Exercise directions »
Copy out the part of the ACTH and B-cell interview that starts at "ACTH, unlike the" and ends at "the B-cell–driven conditions.", and swap every "steroids" for "corticosteroids".

Regina Berkovich, MD, PhD: Lately, a lot of attention has been given to the function of the B lymphocytes in multiple sclerosis. I must say that evidence of the reaction of B cells to the melanocortin active compounds or biologicals such as ACTH [adrenocorticotropic hormone] goes back to the 1980s. I’m not aware of any newer publications, but it would be extremely interesting to reproduce those old studies and see what we can establish in the immunology these days. What was shown back in the ’80s is that the effect is more regulatory rather than suppressive. That may be very interesting in this new era of us dealing with therapies with profound B-cell depletion.
ACTH, unlike the systemic steroids, did show evidence of activation of immunoglobulin production and activation of differentiation of the B cells, which is quite unexpected when we think about systemic hormones. Again, that acts as proof of the previous statement that it’s a regulatory hormone. When we say regulatory, it means that it may suppress the response, when necessary, but it may actually support the response and make it more evident, depending on the different circumstances. With the steroids, we mostly expect to see a suppression of the humeral response. This is actually why steroids are broadly used in the B-cell–driven conditions.
Again, I would like to say that systemic steroids are the first-line therapy because of their robustness, availability, and financial accessibility. Clearly, we all are quite comfortable with methylprednisolone administration. The use of the ACTH is mostly reserved for those cases in which we cannot use the systemic steroids. Therefore, some of the comparisons between steroids and ACTH, in terms of price and efficacy, really don’t seem to be hitting the target. At least in my practice, I’m never expecting a competition between the 2. I’m using and ordering the ACTH when I’m restricted with the systemic steroids and when systemic steroids are unfortunately not an option. In that situation, I’m considering ACTH versus hospital admission for the plasma exchange, so that is where the comparison is going. Therefore, I think it’s important to remember that it’s a second-line therapy or a third-line therapy. By definition, it means that other therapies, either tried before or contraindicated, did not show efficacy. This is a limited population of patients we’re talking about. That’s why comparison doesn’t seem to be correct.
The additional studies would be very important to show how they compare. Some of the studies do exist. Again, we’re going back to late 1980s, when the steroids were compared with the ACTH, and efficacy did not show a significant difference. Intravenous [IV] methylprednisolone given at 1 g did not show superiority with respect to the effects in the treatment of MS relapse. That’s the Alan Thompson study. However, we do see in that study, as well as in our clinical practice, the evidence of a more robust response. With the steroids, you can expect more robust response, while ACTH may take longer to be clinically appreciated.

Data provided »
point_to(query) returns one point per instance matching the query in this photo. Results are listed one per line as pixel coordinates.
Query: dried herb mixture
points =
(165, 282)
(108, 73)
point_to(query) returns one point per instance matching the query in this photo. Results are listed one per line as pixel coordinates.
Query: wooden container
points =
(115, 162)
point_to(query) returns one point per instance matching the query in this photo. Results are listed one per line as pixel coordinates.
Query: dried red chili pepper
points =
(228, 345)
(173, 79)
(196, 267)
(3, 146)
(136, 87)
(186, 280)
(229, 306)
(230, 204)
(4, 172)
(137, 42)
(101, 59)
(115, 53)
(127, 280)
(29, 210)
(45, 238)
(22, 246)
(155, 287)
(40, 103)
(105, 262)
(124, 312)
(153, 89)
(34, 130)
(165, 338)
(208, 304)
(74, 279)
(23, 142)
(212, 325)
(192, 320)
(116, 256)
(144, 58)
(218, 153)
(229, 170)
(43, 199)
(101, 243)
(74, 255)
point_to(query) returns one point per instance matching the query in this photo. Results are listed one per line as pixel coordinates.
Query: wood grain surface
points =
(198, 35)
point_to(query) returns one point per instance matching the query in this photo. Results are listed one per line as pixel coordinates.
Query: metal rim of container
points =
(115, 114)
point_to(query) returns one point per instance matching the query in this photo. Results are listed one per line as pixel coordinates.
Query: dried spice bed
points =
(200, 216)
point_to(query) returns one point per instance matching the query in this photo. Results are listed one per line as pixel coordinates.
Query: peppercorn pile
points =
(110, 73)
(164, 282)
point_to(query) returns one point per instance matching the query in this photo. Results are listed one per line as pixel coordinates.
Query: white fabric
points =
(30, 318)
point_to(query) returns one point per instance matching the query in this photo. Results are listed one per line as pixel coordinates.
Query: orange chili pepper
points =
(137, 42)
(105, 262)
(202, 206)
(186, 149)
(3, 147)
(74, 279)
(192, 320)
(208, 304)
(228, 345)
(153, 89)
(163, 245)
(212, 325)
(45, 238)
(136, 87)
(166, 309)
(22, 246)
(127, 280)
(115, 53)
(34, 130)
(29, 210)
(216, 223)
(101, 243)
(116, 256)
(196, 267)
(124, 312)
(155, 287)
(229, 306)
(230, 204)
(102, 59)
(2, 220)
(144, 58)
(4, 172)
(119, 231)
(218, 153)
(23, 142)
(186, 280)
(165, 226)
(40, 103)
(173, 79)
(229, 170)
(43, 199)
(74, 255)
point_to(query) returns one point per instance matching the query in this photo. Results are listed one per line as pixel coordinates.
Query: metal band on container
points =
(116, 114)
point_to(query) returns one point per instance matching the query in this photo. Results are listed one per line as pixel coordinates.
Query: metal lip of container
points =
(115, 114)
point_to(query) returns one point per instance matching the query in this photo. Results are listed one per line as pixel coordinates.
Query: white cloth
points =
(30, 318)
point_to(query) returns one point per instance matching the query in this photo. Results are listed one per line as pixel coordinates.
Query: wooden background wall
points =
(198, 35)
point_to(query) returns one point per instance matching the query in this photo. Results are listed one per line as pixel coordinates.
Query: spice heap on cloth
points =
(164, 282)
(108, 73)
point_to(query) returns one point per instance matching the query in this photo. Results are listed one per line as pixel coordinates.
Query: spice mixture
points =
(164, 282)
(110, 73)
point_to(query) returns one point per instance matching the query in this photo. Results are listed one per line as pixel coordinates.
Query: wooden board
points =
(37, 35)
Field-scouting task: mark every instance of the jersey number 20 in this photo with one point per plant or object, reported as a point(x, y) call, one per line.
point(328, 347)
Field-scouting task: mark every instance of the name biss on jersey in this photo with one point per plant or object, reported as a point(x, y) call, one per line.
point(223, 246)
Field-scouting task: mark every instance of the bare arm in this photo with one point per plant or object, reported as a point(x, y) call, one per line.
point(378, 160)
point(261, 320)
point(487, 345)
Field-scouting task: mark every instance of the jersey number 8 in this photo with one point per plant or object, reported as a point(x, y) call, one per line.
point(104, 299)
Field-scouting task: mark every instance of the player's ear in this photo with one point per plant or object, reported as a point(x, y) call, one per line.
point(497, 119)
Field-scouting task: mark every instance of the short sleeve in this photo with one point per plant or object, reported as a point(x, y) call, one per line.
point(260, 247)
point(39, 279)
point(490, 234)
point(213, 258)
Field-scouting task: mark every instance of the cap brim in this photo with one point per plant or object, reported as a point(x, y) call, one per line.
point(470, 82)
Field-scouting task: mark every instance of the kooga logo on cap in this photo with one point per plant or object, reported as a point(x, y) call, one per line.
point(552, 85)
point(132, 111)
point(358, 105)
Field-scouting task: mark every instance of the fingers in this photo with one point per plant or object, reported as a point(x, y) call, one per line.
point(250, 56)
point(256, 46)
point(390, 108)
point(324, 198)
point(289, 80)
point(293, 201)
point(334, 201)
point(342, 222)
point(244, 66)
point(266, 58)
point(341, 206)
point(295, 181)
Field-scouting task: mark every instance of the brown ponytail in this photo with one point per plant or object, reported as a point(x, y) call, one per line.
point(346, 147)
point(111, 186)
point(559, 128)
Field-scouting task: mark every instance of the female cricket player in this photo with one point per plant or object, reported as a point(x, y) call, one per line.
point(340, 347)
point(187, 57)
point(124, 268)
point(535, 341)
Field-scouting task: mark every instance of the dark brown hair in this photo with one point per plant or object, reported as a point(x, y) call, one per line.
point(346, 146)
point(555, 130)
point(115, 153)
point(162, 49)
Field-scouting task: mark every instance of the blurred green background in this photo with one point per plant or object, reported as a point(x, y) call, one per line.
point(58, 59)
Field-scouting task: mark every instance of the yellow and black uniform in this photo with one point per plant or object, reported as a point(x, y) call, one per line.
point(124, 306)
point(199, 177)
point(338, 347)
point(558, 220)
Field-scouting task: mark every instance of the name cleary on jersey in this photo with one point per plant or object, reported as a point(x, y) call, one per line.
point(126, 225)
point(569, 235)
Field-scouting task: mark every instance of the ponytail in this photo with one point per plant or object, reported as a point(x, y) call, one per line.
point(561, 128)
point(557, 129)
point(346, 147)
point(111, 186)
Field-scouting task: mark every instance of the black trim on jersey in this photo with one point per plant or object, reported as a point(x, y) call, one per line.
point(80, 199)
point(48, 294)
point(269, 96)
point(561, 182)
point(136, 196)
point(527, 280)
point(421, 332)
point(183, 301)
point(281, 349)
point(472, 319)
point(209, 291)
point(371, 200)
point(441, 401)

The answer »
ACTH, unlike the systemic corticosteroids, did show evidence of activation of immunoglobulin production and activation of differentiation of the B cells, which is quite unexpected when we think about systemic hormones. Again, that acts as proof of the previous statement that it’s a regulatory hormone. When we say regulatory, it means that it may suppress the response, when necessary, but it may actually support the response and make it more evident, depending on the different circumstances. With the corticosteroids, we mostly expect to see a suppression of the humeral response. This is actually why corticosteroids are broadly used in the B-cell–driven conditions.